* What is being asked *
Copy out the records that appear below, exactly as each one reads.

++++ Given entries

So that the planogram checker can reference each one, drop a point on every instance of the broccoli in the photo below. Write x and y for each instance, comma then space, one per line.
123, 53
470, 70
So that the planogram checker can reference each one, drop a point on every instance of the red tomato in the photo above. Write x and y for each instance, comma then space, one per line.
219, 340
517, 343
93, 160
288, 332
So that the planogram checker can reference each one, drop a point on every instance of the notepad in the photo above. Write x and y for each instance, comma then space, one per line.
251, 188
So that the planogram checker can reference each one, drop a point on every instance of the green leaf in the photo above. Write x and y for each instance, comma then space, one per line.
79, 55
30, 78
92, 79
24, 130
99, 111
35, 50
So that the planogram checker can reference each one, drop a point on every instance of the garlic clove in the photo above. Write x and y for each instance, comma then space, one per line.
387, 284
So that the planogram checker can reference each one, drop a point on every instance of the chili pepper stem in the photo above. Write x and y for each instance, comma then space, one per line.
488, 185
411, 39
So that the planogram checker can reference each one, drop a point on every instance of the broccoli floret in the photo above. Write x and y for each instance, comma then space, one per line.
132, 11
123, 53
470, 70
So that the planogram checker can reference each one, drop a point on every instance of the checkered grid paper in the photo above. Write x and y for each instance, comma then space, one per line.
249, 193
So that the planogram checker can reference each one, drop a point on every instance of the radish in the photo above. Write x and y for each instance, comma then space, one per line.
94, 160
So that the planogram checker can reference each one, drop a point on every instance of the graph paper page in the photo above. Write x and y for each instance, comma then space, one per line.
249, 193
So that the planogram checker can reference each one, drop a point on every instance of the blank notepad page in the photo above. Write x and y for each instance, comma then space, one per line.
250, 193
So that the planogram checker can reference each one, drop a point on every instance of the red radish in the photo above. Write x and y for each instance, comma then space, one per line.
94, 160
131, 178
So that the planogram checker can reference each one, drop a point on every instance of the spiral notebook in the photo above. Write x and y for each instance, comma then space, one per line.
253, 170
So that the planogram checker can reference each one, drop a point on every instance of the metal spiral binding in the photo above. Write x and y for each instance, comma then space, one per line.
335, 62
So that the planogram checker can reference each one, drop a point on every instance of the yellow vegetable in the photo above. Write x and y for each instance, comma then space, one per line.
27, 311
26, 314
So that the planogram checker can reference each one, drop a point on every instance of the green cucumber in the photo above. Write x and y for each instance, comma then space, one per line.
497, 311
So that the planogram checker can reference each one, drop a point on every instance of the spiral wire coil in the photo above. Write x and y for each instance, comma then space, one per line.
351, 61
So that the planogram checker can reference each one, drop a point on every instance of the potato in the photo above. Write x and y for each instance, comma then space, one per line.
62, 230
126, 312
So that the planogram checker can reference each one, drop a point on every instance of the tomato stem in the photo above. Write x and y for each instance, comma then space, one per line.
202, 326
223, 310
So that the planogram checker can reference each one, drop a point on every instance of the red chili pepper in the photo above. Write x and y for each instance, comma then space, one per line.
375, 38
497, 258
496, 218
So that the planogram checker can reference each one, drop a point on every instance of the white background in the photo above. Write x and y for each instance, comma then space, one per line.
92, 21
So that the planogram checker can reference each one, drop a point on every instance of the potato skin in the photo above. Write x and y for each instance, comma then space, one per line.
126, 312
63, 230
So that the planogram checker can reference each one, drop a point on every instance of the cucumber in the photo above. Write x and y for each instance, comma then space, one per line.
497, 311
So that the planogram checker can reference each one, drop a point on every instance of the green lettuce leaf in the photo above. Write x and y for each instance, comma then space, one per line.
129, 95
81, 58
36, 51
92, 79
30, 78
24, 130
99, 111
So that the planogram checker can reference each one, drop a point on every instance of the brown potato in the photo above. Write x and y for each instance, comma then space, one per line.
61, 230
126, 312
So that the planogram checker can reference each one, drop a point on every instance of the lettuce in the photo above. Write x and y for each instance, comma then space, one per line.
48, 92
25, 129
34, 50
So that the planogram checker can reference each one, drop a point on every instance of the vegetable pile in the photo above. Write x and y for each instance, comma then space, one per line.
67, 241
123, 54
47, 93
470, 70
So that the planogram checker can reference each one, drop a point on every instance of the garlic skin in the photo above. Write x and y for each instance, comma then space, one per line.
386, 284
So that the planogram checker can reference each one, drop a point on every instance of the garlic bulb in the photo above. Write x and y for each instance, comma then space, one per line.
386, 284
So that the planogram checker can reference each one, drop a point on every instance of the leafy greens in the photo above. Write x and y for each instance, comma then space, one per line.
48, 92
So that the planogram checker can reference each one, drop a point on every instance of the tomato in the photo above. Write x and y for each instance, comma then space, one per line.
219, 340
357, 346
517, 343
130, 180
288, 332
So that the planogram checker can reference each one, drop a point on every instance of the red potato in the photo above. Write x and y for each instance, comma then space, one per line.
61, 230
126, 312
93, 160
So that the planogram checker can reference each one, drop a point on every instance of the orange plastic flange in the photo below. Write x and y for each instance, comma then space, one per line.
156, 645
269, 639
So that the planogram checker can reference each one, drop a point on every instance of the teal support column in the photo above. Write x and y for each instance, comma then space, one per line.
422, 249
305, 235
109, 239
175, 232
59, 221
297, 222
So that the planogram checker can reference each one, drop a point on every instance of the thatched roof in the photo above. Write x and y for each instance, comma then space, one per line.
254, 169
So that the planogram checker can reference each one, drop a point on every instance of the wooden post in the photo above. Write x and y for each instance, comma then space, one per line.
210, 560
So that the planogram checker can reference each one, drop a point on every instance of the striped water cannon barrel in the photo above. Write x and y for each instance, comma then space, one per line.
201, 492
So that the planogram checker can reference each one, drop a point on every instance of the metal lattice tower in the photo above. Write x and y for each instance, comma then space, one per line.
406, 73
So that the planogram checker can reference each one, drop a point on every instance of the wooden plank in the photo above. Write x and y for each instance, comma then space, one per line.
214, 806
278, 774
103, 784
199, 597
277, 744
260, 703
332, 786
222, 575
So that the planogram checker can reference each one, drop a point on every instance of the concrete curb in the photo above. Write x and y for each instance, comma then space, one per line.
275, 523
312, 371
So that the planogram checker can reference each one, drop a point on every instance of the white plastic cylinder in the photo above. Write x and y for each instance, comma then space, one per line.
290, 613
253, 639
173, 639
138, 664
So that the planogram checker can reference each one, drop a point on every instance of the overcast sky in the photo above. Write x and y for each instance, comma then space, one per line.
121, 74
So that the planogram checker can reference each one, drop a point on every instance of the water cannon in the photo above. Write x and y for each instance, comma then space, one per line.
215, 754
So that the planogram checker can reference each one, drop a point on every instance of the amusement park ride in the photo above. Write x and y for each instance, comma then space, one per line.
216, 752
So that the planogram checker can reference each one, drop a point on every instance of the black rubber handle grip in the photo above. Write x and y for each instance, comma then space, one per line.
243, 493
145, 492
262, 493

++++++++

* Exercise result *
So that the planogram checker can reference each one, drop a point on every instance of the broccoli in the photo below. Write x and y for each instance, comma then space, one per line.
123, 53
470, 70
So that the planogram checker can reference each one, drop a point on every instance of the red tomato in the photo above. Write x and y for each instance, comma then space, one per line.
219, 340
517, 343
93, 160
288, 332
So that the planogram checker can reference each one, drop a point on every instance of the notepad in the photo above. Write x and y for each instance, comma then space, one per line.
251, 188
So that the planogram checker can reference each one, drop a point on every instance of the green leaf in the photo above. Write x and y for each instance, comma then space, one per line.
79, 55
30, 78
92, 79
24, 130
99, 111
35, 50
So that the planogram checker can reference each one, drop a point on every instance of the garlic clove in the photo above. Write x and y for each instance, comma then space, one per line.
387, 284
So that the planogram checker can reference each one, drop a point on every instance of the chili pepper stem in the photo above. Write x and y for each instance, comma then space, one per line.
488, 185
411, 39
So that the planogram checker can reference each one, drop a point on every instance of the broccoli floret in the photo above. Write x and y for each instance, comma then space, one per line.
132, 11
123, 53
470, 70
So that the planogram checker can reference each one, drop a point on every instance of the checkered grid paper in the photo above. Write x and y for each instance, comma then space, one per line.
249, 193
So that the planogram checker can reference each one, drop a point on every instance of the radish in the photo above. Write x and y for each instance, comma then space, one per line.
94, 160
So that the planogram checker can reference each one, drop a point on every instance of the graph paper page in the photo above. Write x and y for each instance, comma then space, one per line.
249, 193
So that the planogram checker can reference each one, drop a point on every instance of the blank notepad page in the photo above. Write x and y for each instance, comma then space, one per line.
250, 193
So that the planogram checker can reference each one, drop a point on every instance of the red radish in the photo above. Write x and y for each instance, comma then space, one per line.
94, 160
131, 178
So that the planogram checker can reference each one, drop a point on every instance of the spiral notebook in the photo above. Write x and y for each instance, comma then space, one per line.
253, 170
So that the planogram checker can reference each one, drop a point on every instance of the metal spiral binding in the photo above. Write x and y for each instance, comma then space, one per line.
335, 62
So that the planogram checker can reference each one, drop a point on every instance of the yellow vegetable in the photo above. Write x and y for each instance, comma then space, one per line.
27, 311
26, 314
So that the planogram checker can reference each one, drop a point on every instance of the green cucumber in the photo above. Write x and y for each instance, comma then space, one per line.
497, 311
So that the planogram checker can reference each one, drop a point on every instance of the spiral wire coil in the photo above. Write x and y for each instance, comma then space, one per line.
351, 61
So that the planogram checker can reference each one, drop a point on every instance of the potato in the photo above. Write x and y for each instance, comma then space, one per line.
62, 230
126, 312
So that the planogram checker can reference each one, drop a point on every instance of the tomato stem in the photo above. Write x and y for each instance, comma then space, one per line.
202, 326
223, 310
So that the planogram checker can reference each one, drop a point on every instance of the red chili pepper in the photo above. Write x and y for each instance, comma then space, one per line.
375, 38
497, 258
496, 218
So that the planogram checker can reference each one, drop a point on every instance of the white background in the photo above. Write x and y for each instance, comma then space, one per line.
92, 21
So that the planogram checker can reference each one, drop a point on every instance of the potato skin in the photo above. Write x and y for each instance, comma then space, one per line.
126, 312
63, 230
So that the planogram checker can reference each one, drop a point on every instance of the cucumber in the photo above. Write x and y for each instance, comma then space, one per line.
497, 311
So that the planogram checker can reference each one, drop a point on every instance of the green lettuce leaf in the photo above. Write x and y for each instance, comma then space, one per line.
129, 95
81, 58
36, 51
92, 79
30, 78
24, 130
99, 111
So that the planogram checker can reference each one, drop a point on every instance of the brown potato in the photo above. Write x and y for each instance, comma then space, one per line.
61, 230
126, 312
So that the planogram checker can reference each one, drop a point on every instance of the lettuce in the photo above. Write x and y for each instance, comma then space, one per line.
48, 92
25, 129
34, 50
So that the planogram checker can reference each one, drop a point on every instance of the vegetable pile in the photo above. Write x and y for each instance, comma then space, one per line.
67, 241
123, 54
47, 93
470, 70
So that the planogram checker can reference each one, drop a point on every instance of the garlic skin in the photo above. Write x and y for each instance, comma then space, one per line.
386, 284
So that the planogram checker can reference each one, drop a point on every instance of the garlic bulb in the photo above. Write x and y for each instance, comma then space, one per line.
386, 284
So that the planogram checker can reference each one, drop a point on every instance of the leafy greens in the photo above. Write x and y for each instance, comma then space, one per line.
48, 92
So that the planogram checker can reference each one, drop a point on every instance of the tomato in the photo above. Write x and y for each instance, comma then space, one per line.
219, 340
357, 346
517, 343
130, 180
288, 332
So that the planogram checker can reference each one, drop a point on every instance of the red potato in the photo above. Write x and y for each instance, comma then space, one per line.
61, 230
126, 312
93, 160
So that the planogram checker can reference each one, drop a point on every instance of the orange plastic flange in the photo below. Write x and y for each instance, comma then space, one per line.
156, 645
269, 639
So that the planogram checker can reference each one, drop a point on every instance of the teal support column in the photo above. Write x and y for each instance, comma then space, one per line.
422, 249
305, 235
109, 239
175, 232
59, 221
297, 222
So that the planogram checker can reference each one, drop a point on every instance of the thatched roof in the photo above. Write x and y for each instance, comma then space, one per line.
254, 169
So that the planogram checker can reference each one, drop a point on every instance of the wooden post in the photo above. Write x and y for each instance, comma then space, one per line.
210, 560
So that the planogram checker can reference each one, drop a point on every instance of the striped water cannon barrel in the photo above. Write x and y for each instance, comma then space, one per line.
201, 492
So that the planogram checker can reference each one, drop a point on every instance of the metal lattice tower in the photo above. Write x and y for each instance, comma then space, one per line.
406, 73
So that the planogram checker can reference each one, drop a point on every instance of the wooden plank in the photo above. Write x and y for each instance, comma then space, one per line.
214, 806
278, 774
103, 784
199, 597
277, 744
260, 703
332, 786
222, 575
So that the planogram checker can reference each one, drop a point on every instance of the concrete curb in the photo above. Write x and y for each instance, comma then space, one per line.
275, 523
312, 371
So that the planogram checker can reference each one, drop a point on every instance of the white plastic cylinder in the photo above. Write x and y for each instance, comma then space, one per line.
290, 613
253, 639
173, 639
138, 664
So that the planogram checker can reference each one, drop a point on every instance of the overcast sky in the photo above. Write x and y for each instance, comma then space, one per line.
121, 74
So that the planogram checker can reference each one, drop a point on every instance of the water cannon in the photo above. Write x and y for each instance, comma then space, one per line.
215, 754
So that the planogram checker can reference each one, drop a point on every instance of the amusement park ride in the photo above. Write x and y for each instance, comma then space, one per line.
216, 752
So that the planogram checker can reference each one, drop a point on every instance of the black rubber handle grip in the photo above. Write x and y for each instance, comma then space, one per line.
243, 493
145, 492
262, 493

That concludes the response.